Eulogy · Apr 28, 2015

EMC, Hitachi and NetApp.
I would absolutely not run production systems on solutions with limited support. When something dies in the middle of the night, or a firmware wipes the array... I want someone to call.

Thuleman · Apr 28, 2015

EMC VMAX (with VPLEX) and Isilon at the HQ, VNXe at branch locations.

Not all "production" is created equal. It all has to make sense for its intended use. At my old job we ran a lot of JetStor arrays because that worked just fine and we mitigated the risk of JetStor providing a support model that's different from EMC.

If it's a small business then you may get away with "free" if you control the risk by having appropriate backups and a Plan B when things go south. The question is always "how much money will be lost when the storage is down?"

Personally I would protect myself by either buying a solution that has commercial support, or use a managed services vendor, or contract with some local company that will be able to provide support on a "pay as you go" basis should things go south.

Commercial use without some level of support is most certainly going to end in a resume-generating event.

KapsZ28 · Apr 28, 2015

Tintri!

lopoetve · Apr 28, 2015

Tintri!

But in all honesty, if you asked me to build a "perfect" datacenter:

Tintri (VMs)
Nimble (anything physical / old fashioned clustering)
Tegile (ZFS for file shares).

There is no way on God's green earth, or any other planet, that I'm putting a solution of ANY kind into production that doesn't have real support behind it, and an enterprise solution at that. I KNOW what happens from the vendor side when something goes wrong fundamentally with those, and I also know precisely what happens when something fundamentally goes wrong with an "enterprise solution."

+===+

» REQUIRED WORK:
(A) In the storage thread, what does Thuleman say is used at branch locations?
(B) Update the storage thread's passage starting at "lopoetve · Apr" and ending at "old fashioned clustering)", putting "Pure Storage" in place of "Nimble".
(C) Which storage products does Thuleman name as in use at the HQ or at branch locations in the storage thread? List all of them.

+===+

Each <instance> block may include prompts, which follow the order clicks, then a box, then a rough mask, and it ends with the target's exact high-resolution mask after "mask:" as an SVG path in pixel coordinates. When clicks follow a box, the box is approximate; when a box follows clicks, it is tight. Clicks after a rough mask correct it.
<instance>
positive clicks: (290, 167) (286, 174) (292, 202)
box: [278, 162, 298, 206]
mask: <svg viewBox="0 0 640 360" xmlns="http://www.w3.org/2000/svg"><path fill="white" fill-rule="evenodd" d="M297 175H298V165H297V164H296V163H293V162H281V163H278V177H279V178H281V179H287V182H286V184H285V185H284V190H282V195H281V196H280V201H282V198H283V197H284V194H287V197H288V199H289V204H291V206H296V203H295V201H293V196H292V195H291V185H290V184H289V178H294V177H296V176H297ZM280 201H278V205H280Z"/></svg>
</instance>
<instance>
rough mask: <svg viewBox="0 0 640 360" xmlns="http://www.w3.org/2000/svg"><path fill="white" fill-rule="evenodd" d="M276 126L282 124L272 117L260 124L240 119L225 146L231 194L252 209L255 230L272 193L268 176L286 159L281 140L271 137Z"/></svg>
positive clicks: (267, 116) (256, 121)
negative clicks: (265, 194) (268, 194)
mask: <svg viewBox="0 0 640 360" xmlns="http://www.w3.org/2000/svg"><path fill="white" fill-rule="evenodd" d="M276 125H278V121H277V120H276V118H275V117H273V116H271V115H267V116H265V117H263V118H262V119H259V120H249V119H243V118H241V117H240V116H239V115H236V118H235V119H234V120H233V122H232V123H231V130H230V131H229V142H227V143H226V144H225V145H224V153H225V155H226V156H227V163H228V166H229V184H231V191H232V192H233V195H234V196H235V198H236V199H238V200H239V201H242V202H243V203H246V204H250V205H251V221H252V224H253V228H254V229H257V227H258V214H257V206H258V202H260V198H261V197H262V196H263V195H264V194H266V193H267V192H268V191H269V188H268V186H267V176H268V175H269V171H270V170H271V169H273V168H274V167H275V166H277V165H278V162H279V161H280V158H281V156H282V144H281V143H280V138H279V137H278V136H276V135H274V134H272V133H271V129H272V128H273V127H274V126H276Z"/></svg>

+===+

» EXERCISE RESULTS:
(A) VNXe.

(B)
lopoetve · Apr 28, 2015

Tintri!

But in all honesty, if you asked me to build a "perfect" datacenter:

Tintri (VMs)
Pure Storage (anything physical / old fashioned clustering)

(C) EMC VMAX, VPLEX, Isilon, VNXe